▶ _Consignes_
A – D'après l'extrait sur la compétence judiciaire, pourquoi la compétence « résiduelle » revient-elle à la juridiction de l'État membre du demandeur lorsque le défendeur relève d'un État non communautaire ?
B – Selon l'extrait sur la compétence judiciaire, quel article du code civil serait applicable en France ?

Les principes de compétence judiciaire
ainsi définis au
titre II de la présente convention (articles 2 à 6)
entraînent les conséquences suivantes
:
- la juridiction compétente sur ces bases est également
compétente pour l'examen d'une
demande reconventionnelle
si elle
entre dans le champ d'application de la convention.
- elle reste également compétente lorsqu'il s'agit de
convertir en divorce une décision de séparation de corps
rendue par elle.
- les règles de compétence exclusive ainsi définies aux
articles 2 à 6
ne valent que pour les affaires matrimoniales et les
questions de responsabilité parentale
qui y sont liées et
n'affectent pas les règles de compétence en matière de
protection des mineurs lorsque ces questions ne sont pas liées à
une affaire matrimoniale.
- lorsque les règles de la convention ne permettent pas de conclure
à la compétence d'un tribunal d'un Etat membre (défaut de
résidence habituelle ou de domicile dans l'Union ou défaut de
nationalité d'un Etat membre), la compétence est
déterminée dans chaque Etat selon sa loi nationale. Cette
compétence " résiduelle
" est donc
laissée à la juridiction de l'Etat membre du demandeur lorsque le
défendeur relève d'un Etat non communautaire pour sa
résidence habituelle, son " domicile " ou se
nationalité.
Ainsi en France, l'article 14 du code civil serait applicable qui donne
compétence aux tribunaux français lorsque le demandeur a la
nationalité française.

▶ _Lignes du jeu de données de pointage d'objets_
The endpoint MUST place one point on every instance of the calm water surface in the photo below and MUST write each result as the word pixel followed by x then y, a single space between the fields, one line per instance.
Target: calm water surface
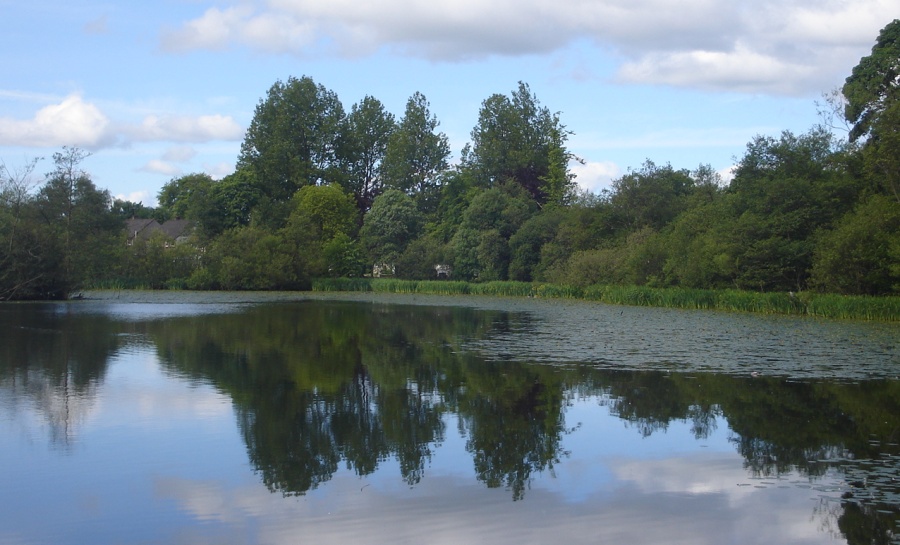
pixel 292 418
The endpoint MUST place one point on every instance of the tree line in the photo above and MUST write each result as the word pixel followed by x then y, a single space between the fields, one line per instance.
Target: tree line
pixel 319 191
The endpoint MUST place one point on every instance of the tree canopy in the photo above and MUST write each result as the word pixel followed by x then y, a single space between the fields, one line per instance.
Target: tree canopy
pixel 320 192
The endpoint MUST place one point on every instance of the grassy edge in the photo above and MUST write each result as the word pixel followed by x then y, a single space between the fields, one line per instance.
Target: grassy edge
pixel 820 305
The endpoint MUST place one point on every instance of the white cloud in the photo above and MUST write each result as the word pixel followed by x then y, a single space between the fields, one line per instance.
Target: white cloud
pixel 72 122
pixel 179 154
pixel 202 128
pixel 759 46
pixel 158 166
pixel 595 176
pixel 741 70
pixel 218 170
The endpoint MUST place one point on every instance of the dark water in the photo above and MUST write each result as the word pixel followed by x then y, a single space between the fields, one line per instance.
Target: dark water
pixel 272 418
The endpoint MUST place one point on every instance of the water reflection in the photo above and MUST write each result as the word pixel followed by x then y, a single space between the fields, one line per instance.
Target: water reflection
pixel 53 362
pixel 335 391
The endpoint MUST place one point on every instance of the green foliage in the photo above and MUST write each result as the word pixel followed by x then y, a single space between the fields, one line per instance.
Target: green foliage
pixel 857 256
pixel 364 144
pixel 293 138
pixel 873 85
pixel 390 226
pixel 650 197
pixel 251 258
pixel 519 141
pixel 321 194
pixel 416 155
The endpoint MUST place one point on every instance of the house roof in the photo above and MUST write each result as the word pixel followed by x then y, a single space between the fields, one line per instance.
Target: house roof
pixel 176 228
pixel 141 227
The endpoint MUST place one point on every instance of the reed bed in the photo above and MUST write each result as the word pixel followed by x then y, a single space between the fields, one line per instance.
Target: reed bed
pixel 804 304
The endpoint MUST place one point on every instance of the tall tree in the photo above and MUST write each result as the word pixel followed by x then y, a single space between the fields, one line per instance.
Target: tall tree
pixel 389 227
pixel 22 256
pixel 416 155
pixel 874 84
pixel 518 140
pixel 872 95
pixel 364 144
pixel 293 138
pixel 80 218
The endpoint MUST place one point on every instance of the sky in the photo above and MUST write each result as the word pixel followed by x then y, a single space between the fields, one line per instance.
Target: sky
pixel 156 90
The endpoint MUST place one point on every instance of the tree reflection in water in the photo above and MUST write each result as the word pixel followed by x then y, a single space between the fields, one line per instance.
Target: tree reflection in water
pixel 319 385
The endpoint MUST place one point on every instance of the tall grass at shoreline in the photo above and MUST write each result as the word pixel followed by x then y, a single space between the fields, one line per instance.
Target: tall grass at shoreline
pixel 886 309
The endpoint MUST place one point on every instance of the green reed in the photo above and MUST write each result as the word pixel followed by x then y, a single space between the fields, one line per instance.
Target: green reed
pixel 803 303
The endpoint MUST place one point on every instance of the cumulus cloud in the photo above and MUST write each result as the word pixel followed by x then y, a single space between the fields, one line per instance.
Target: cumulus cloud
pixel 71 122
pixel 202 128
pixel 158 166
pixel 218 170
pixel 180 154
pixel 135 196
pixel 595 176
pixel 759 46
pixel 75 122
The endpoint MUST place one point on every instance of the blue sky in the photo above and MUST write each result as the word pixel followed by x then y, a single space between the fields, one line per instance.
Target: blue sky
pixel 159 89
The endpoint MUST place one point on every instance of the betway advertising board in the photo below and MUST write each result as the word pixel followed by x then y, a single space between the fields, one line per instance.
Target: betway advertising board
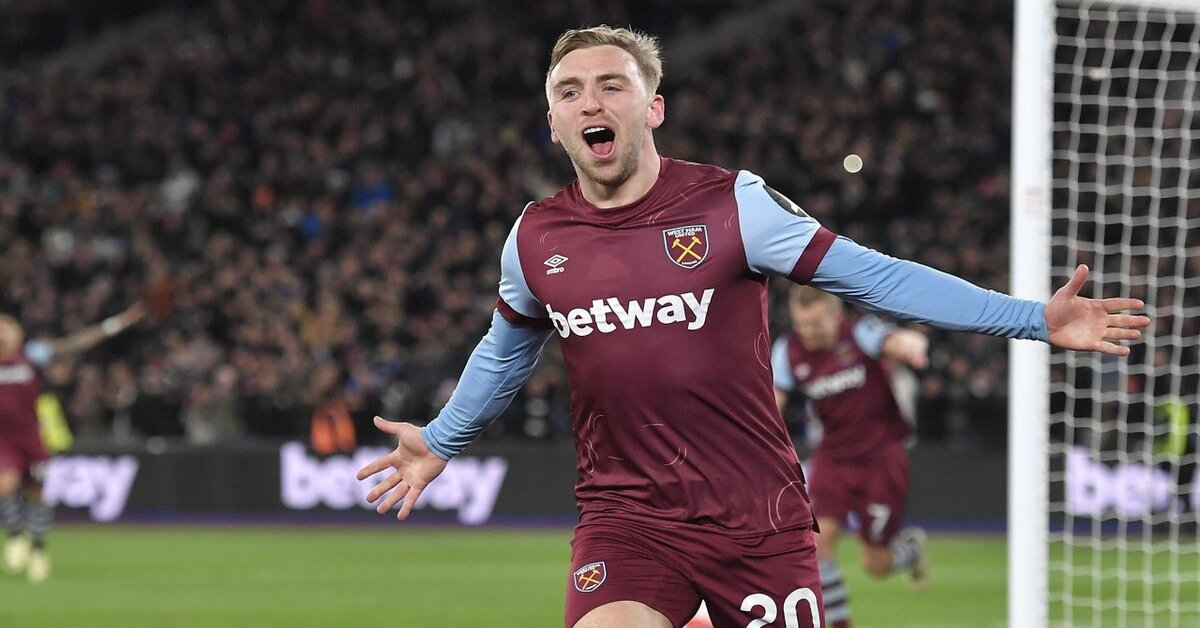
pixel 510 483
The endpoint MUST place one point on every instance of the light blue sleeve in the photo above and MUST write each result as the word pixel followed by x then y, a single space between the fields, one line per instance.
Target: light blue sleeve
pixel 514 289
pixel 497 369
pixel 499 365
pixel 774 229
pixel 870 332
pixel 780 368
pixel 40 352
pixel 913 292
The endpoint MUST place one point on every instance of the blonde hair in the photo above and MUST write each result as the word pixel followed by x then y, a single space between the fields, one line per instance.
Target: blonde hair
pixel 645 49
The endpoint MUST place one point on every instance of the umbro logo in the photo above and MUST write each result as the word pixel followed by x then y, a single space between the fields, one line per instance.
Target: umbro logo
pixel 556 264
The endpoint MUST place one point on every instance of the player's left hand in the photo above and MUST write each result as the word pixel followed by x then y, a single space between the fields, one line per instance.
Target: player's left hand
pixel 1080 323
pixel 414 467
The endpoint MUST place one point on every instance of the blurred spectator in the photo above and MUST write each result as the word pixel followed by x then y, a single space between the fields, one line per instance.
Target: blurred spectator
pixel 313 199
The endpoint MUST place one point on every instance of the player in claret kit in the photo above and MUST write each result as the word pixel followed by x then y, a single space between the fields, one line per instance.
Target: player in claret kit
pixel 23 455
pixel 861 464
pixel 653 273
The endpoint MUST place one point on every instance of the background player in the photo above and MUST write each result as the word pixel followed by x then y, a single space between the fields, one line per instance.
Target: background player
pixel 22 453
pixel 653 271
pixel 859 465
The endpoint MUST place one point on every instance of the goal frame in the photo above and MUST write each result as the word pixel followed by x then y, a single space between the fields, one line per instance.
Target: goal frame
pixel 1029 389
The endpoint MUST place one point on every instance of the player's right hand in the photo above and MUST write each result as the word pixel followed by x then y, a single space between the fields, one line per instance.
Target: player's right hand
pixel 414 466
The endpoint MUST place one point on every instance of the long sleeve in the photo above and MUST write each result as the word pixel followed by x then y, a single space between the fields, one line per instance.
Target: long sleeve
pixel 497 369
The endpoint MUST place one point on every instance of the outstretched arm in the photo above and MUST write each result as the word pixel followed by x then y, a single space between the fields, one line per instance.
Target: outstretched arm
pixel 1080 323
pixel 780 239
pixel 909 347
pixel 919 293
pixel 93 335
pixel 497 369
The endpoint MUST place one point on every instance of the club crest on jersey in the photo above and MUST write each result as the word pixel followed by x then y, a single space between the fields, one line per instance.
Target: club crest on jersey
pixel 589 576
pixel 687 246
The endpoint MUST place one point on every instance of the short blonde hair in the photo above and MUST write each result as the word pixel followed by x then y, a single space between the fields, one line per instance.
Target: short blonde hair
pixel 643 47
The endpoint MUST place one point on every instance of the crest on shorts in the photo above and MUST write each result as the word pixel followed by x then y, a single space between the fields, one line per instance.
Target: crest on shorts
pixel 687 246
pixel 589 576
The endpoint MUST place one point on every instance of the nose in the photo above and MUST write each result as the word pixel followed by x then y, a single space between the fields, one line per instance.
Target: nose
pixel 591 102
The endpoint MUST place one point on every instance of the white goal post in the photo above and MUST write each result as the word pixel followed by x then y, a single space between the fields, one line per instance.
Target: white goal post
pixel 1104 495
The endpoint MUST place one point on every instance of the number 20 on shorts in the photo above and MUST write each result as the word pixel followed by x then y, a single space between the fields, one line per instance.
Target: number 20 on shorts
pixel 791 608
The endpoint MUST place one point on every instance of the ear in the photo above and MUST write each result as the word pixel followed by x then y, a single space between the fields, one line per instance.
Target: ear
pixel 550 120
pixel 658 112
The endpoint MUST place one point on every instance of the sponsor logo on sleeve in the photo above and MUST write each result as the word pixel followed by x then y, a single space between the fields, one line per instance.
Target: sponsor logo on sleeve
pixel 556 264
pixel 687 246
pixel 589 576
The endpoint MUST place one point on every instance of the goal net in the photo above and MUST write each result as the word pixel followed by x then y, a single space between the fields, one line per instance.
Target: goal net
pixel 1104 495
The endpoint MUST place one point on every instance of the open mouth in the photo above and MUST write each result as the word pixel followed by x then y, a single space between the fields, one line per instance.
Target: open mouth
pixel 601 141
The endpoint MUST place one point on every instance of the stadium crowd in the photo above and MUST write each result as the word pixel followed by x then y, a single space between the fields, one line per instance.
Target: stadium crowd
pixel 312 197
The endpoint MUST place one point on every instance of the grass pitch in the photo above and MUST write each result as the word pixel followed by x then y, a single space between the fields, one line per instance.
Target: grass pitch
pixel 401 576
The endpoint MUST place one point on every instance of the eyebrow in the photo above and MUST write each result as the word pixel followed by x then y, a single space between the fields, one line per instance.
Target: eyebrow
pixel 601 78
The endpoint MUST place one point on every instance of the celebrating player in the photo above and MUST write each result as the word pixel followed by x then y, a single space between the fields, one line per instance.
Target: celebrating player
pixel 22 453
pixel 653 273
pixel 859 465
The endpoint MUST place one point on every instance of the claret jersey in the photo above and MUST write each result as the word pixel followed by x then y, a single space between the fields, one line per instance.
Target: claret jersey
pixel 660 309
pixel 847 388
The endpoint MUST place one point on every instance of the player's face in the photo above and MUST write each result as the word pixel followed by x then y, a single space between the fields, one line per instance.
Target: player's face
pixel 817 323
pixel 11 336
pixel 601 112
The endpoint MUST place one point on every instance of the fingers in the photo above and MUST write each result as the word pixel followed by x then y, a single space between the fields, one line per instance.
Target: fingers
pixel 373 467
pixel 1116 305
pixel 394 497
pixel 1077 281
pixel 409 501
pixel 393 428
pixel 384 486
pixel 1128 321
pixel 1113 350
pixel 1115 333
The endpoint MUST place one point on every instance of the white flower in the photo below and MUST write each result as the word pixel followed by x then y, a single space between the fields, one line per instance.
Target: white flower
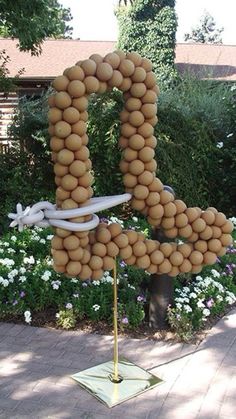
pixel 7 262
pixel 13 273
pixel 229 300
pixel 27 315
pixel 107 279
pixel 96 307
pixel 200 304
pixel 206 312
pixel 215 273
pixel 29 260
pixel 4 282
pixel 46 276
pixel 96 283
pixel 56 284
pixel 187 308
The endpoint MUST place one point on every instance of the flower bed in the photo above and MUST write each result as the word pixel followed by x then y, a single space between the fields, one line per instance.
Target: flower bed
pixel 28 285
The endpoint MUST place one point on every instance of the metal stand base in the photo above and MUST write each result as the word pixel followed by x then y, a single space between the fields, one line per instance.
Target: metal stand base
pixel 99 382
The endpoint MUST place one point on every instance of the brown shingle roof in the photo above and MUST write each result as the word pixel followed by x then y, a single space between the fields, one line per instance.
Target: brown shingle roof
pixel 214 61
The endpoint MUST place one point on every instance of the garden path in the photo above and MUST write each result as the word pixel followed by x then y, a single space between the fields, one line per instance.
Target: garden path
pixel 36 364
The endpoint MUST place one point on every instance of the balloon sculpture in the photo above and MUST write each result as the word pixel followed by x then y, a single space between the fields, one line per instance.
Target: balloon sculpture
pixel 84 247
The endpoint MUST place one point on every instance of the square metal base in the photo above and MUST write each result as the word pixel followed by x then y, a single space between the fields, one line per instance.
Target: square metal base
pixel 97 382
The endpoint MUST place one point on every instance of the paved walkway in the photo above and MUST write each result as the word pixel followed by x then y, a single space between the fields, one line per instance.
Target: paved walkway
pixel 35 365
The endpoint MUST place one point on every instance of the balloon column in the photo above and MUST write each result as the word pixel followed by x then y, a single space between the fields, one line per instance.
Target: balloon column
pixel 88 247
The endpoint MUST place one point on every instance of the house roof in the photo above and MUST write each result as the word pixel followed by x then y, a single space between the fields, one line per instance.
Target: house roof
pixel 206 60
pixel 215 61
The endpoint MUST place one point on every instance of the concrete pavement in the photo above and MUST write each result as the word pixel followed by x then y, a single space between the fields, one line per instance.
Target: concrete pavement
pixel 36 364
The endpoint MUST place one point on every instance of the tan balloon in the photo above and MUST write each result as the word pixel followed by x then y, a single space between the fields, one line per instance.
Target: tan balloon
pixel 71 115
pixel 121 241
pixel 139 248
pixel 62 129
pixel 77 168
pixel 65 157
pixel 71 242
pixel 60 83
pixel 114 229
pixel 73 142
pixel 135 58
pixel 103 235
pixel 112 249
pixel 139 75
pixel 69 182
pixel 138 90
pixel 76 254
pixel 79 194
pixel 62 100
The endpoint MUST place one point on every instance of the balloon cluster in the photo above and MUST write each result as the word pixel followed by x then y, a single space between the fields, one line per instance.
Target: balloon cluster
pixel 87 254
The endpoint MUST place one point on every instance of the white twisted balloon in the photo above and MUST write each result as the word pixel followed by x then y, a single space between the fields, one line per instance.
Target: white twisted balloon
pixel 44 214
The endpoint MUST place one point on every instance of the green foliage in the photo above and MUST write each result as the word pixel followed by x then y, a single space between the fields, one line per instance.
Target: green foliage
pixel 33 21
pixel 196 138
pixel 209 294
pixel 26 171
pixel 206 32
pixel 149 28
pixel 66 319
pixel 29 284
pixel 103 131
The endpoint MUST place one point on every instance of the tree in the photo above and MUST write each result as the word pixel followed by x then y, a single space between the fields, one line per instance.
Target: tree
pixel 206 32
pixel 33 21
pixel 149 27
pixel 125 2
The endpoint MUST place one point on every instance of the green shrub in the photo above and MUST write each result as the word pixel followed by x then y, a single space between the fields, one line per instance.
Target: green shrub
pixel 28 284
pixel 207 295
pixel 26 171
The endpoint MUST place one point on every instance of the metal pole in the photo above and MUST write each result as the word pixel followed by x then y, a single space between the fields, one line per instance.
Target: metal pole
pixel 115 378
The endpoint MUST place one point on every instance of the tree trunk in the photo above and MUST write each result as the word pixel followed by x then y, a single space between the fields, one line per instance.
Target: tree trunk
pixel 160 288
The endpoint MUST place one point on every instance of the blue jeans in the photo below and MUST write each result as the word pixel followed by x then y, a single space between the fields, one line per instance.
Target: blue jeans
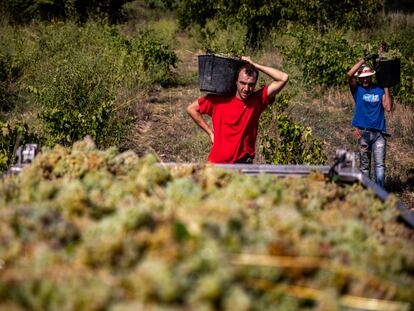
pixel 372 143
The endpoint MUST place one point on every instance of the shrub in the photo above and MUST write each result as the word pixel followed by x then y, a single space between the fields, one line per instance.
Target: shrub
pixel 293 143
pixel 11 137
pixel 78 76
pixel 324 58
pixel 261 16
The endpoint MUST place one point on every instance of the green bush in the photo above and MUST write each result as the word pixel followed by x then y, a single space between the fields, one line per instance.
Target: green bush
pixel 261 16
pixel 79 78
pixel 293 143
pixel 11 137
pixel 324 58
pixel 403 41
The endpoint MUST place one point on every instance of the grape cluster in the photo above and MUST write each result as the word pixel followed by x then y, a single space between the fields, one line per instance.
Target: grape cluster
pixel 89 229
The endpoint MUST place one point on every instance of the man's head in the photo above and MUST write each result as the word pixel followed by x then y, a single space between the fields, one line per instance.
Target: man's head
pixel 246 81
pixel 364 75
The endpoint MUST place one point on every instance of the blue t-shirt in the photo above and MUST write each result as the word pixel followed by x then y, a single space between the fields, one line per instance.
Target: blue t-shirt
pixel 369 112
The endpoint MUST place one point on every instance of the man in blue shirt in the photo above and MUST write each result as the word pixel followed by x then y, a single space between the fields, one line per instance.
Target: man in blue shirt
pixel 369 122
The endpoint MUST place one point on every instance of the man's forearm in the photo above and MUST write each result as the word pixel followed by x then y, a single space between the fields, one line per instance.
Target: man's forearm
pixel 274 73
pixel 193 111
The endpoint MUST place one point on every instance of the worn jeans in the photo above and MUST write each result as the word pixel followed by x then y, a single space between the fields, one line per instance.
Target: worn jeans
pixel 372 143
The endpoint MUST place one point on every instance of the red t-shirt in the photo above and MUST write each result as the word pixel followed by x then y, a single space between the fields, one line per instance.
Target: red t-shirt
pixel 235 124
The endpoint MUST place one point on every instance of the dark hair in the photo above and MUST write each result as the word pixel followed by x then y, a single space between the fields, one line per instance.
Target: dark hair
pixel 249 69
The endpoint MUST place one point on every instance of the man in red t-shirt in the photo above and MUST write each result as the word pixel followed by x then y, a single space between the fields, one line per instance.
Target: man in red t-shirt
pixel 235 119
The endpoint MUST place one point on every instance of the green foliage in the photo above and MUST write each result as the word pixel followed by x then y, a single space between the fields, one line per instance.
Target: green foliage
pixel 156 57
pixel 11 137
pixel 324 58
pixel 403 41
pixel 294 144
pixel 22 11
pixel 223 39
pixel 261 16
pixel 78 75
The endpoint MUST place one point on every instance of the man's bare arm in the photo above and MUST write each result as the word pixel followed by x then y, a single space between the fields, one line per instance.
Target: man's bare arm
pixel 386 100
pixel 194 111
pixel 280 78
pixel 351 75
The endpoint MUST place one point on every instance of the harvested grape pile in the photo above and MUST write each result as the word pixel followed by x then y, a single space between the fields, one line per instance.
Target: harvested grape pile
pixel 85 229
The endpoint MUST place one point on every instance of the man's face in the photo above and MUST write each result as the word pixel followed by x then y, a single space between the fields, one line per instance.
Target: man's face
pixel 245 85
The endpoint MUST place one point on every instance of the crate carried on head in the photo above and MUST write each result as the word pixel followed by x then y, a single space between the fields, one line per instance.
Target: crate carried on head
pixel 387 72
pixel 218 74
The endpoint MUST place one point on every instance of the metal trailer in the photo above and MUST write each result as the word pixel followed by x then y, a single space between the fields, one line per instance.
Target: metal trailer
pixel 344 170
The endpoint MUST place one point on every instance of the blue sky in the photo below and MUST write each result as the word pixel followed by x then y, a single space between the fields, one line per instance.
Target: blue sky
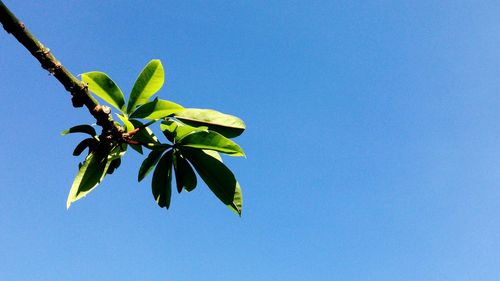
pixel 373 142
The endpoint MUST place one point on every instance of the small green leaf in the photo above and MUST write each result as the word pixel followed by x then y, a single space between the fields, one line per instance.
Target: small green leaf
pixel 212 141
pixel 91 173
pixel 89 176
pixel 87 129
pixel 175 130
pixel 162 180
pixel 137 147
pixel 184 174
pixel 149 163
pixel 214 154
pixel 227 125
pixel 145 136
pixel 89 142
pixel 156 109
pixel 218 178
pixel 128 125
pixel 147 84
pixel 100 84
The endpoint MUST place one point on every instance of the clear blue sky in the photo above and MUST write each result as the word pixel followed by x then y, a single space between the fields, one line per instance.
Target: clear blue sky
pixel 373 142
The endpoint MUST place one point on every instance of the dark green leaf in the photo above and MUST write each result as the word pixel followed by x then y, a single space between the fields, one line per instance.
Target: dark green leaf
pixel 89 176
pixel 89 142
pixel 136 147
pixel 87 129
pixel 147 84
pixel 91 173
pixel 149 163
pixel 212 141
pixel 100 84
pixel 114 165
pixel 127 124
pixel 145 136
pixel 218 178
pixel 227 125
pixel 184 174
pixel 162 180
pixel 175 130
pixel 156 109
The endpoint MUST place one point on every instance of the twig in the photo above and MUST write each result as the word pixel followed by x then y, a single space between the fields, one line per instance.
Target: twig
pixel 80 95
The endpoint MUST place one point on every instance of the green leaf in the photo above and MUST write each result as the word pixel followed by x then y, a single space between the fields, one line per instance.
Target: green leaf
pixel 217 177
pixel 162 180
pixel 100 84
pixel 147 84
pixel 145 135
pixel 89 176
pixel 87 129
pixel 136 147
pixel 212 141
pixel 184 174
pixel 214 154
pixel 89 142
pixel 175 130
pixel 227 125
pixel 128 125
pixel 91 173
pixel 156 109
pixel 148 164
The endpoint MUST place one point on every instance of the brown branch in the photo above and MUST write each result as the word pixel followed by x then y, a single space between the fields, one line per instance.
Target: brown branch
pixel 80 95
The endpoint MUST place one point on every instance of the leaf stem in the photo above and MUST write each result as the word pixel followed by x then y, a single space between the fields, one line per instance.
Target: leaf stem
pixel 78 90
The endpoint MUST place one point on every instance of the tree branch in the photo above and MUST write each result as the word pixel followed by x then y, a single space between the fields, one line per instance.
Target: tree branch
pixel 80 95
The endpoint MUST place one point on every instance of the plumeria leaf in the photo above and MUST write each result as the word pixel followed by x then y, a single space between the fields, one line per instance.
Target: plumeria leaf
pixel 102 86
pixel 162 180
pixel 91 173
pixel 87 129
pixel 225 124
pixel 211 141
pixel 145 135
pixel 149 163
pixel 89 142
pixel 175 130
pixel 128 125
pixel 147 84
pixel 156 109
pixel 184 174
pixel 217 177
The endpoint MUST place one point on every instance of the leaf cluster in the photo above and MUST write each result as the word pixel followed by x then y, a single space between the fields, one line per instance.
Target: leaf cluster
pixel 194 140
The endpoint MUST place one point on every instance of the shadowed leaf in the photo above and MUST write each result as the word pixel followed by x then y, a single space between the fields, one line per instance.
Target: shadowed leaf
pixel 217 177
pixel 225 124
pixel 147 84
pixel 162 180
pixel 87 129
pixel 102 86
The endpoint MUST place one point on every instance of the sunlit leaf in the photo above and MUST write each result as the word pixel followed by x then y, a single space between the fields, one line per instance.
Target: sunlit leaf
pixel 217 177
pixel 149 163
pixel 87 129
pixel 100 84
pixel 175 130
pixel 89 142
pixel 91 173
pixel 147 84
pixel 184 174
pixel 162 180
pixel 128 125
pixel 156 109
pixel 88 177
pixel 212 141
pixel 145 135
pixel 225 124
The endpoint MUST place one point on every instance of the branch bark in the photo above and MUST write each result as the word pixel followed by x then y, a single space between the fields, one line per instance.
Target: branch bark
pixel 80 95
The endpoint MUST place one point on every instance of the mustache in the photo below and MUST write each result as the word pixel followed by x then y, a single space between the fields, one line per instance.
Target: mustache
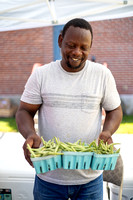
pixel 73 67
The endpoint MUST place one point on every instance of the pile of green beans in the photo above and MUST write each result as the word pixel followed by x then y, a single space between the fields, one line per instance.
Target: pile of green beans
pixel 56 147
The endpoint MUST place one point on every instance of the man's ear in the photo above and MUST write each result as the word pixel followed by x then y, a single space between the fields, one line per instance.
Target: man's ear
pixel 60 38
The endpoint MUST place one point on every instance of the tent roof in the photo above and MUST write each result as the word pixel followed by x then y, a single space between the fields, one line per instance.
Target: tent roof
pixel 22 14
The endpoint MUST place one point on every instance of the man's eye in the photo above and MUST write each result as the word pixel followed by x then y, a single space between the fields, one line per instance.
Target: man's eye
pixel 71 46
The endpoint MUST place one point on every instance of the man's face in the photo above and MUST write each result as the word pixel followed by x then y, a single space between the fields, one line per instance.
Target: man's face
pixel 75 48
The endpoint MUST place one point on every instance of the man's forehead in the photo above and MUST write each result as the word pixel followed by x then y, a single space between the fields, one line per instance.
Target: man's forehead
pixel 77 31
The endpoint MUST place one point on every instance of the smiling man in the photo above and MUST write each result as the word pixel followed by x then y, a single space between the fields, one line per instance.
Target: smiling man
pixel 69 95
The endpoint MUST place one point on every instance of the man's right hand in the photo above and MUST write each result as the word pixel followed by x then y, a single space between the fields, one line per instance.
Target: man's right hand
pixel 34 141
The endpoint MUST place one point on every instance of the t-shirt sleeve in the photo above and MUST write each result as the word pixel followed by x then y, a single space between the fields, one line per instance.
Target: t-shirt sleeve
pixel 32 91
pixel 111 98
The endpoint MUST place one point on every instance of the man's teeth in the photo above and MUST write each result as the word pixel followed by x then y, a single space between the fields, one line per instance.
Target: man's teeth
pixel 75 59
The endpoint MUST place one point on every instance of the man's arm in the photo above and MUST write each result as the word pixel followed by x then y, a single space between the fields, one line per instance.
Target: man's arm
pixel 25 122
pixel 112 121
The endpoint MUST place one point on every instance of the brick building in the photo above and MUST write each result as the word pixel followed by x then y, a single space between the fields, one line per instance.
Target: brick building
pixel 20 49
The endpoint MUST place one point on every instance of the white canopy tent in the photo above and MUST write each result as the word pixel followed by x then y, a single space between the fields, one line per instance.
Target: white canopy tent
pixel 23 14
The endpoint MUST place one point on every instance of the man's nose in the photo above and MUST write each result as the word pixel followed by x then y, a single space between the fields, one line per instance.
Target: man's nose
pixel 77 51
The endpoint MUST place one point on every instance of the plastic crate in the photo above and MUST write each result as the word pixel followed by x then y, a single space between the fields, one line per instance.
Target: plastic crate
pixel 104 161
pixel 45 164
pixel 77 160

▶ _Réponses rédigées_
A – Parce que, lorsque les règles de la convention ne permettent pas de conclure à la compétence d'un tribunal d'un État membre, la compétence est déterminée dans chaque État selon sa loi nationale. C'est le cas en l'absence de résidence habituelle ou de domicile dans l'Union, ou de nationalité d'un État membre.

B – L'article 14 du code civil, qui donne compétence aux tribunaux français lorsque le demandeur a la nationalité française.